__GIVEN EXERCISE__:
Quote word for word from the line holding "Please put a point on the knit" to the last line below, including both, and omit any pictures.
━━━━━━━━
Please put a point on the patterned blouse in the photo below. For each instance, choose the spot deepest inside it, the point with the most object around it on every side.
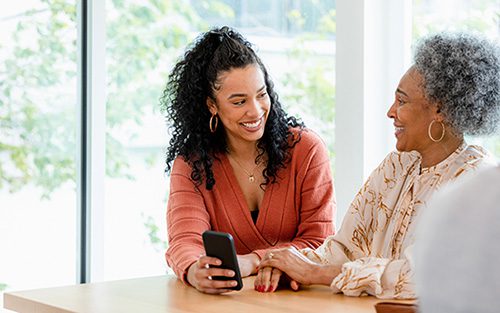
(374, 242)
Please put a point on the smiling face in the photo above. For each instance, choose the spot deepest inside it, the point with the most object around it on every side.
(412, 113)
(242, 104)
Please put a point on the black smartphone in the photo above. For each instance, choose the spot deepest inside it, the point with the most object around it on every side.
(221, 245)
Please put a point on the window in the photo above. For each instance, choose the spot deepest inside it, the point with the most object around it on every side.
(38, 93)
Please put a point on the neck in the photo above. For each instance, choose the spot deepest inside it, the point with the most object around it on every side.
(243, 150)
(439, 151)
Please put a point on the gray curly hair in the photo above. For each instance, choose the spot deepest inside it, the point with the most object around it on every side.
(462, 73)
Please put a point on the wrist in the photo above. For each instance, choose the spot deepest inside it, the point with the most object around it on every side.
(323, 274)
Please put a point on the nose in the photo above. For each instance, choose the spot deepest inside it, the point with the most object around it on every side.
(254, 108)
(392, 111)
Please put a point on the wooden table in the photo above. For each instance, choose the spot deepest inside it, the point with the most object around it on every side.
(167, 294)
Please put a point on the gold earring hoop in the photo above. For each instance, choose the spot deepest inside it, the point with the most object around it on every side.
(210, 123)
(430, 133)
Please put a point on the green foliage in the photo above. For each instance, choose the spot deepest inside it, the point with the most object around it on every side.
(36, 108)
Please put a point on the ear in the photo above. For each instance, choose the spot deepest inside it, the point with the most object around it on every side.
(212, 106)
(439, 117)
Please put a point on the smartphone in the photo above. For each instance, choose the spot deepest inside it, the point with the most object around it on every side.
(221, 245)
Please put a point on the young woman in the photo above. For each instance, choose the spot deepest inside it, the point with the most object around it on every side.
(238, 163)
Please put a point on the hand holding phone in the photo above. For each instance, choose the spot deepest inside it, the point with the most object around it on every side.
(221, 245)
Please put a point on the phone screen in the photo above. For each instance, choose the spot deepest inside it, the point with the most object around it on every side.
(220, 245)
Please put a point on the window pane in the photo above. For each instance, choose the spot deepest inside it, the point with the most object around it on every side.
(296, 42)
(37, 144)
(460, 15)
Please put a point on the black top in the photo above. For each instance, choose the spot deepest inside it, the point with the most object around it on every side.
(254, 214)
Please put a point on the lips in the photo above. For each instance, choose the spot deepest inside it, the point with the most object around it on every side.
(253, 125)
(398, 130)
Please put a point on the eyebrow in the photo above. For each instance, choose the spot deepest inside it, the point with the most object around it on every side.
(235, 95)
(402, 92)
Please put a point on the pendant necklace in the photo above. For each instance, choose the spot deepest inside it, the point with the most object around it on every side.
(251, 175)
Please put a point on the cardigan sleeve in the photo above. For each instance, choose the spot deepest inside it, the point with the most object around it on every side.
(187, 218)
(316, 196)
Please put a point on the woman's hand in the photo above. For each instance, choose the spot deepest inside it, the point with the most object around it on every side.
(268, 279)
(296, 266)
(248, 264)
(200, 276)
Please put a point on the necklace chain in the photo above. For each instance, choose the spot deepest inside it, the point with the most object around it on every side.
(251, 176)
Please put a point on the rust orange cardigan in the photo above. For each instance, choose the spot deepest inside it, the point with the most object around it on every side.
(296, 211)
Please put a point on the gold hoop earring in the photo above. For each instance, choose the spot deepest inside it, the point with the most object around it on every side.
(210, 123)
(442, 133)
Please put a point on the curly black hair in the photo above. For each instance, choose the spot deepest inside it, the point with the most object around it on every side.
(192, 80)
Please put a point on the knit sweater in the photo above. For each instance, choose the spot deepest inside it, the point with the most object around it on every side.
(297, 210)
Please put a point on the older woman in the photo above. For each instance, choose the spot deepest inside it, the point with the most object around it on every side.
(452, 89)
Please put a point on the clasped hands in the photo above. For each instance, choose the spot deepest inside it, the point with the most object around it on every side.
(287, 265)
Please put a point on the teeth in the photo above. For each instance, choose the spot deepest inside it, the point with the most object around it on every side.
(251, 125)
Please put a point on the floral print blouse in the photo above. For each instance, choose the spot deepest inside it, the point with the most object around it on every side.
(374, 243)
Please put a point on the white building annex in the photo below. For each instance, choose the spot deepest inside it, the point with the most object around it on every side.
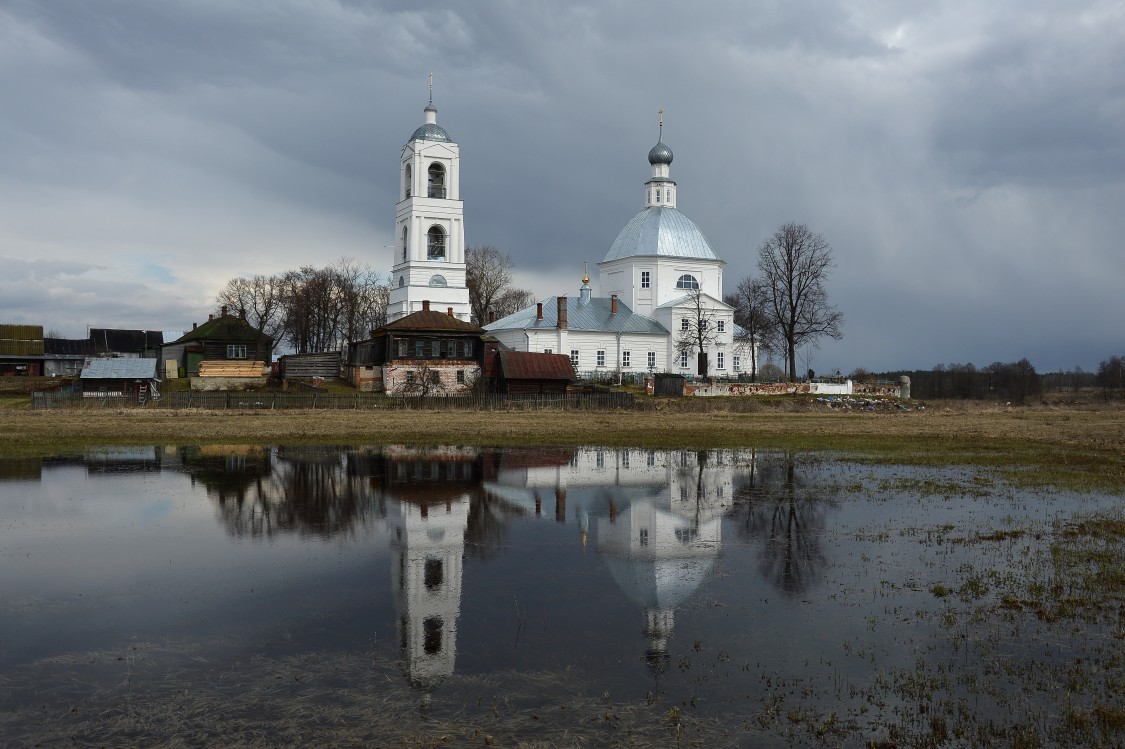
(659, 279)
━━━━━━━━
__FULL SOLUTION__:
Please put a point on the knit sweater in the photo above. For each instance, choose the spot deepest inside it, the point with the most object around it on every side.
(297, 210)
Please put a point on the older woman in the photo above. For each instance, choose the spot deepest inside it, the point with the most object around it on every side.
(452, 89)
Please put a point on the clasped hands in the photo above. For each instance, choose the spot deepest inside it, the point with the most object around it on every side.
(287, 265)
Please put a point on the teeth in the photo above. For each instance, choose the spot deepest inside it, the point with the most object around it on every side.
(251, 125)
Please put a point on the floral print blouse in the photo above. For each instance, choose the spot deepest inside it, the point with the most object around it on every side.
(374, 243)
Please put a point on the white building annex in the photo below. For each instance, choose the spot deepest inside it, the point with the most object around it on every side.
(659, 279)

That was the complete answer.